### PAGE EXTRACT
How California lost control of the pandemic

A sign outside of the Stanford Theatre announced its temporary closure in downtown Palo Alto on March 4, 2020. Photo by Nhat V. Meyer, Bay Area News Group

About two months after Gov. Gavin Newsom began easing California’s stay-at-home order — the country’s first, which cemented the Golden State as a national model — the state is monitoring 31 of 58 counties for concerning coronavirus trendlines. Bars and indoor restaurants are closing back down. Testing has re-emerged as a massive challenge. And hospitalizations have more than doubled since early June.

What went wrong? 

One big factor is that many Californians haven’t been wearing masks and avoiding crowds, UCSF professor of medicine Robert Wachter argues in the Atlantic. There was inconsistent messaging around masks, and when Newsom ordered all Californians to wear them, numerous county sheriffs said they wouldn’t enforce the order

Enforcement generally has been a major hurdle, in part because of confusing and mixed messaging. For example, the state abruptly told Alameda County on Friday it was no longer allowed to offer outdoor dining. Many frustrated businesses don’t plan to comply. (A similar fiasco happened last week in Santa Clara County.)

[Dataset entries]
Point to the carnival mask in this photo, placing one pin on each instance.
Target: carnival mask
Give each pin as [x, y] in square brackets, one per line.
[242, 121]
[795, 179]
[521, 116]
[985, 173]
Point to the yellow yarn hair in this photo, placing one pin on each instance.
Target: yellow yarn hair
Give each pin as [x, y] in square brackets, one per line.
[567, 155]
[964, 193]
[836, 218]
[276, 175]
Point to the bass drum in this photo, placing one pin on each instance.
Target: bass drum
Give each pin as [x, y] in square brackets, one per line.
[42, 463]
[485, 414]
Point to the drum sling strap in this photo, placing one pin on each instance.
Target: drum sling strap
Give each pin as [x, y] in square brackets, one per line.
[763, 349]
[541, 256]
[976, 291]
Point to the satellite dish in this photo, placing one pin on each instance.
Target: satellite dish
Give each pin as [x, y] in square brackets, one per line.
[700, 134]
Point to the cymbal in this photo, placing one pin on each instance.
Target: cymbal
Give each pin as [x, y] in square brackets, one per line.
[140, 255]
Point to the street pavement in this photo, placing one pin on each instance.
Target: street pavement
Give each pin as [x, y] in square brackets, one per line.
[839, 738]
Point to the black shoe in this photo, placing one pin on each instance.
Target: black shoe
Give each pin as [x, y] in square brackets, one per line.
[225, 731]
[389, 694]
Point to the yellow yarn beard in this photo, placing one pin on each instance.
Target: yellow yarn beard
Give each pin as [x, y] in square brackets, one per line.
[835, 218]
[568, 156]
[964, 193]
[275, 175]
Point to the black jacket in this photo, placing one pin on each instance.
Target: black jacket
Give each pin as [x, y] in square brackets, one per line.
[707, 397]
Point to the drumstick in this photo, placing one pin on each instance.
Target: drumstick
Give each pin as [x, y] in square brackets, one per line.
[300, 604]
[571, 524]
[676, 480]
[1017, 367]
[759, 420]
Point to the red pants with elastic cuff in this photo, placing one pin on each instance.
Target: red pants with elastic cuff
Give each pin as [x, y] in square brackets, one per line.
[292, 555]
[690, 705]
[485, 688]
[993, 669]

### PROBLEM STATEMENT
According to the article on how California lost control of the pandemic, how many counties is the state monitoring for concerning coronavirus trendlines?

### RESULT OF THE TASK
31 of its 58 counties.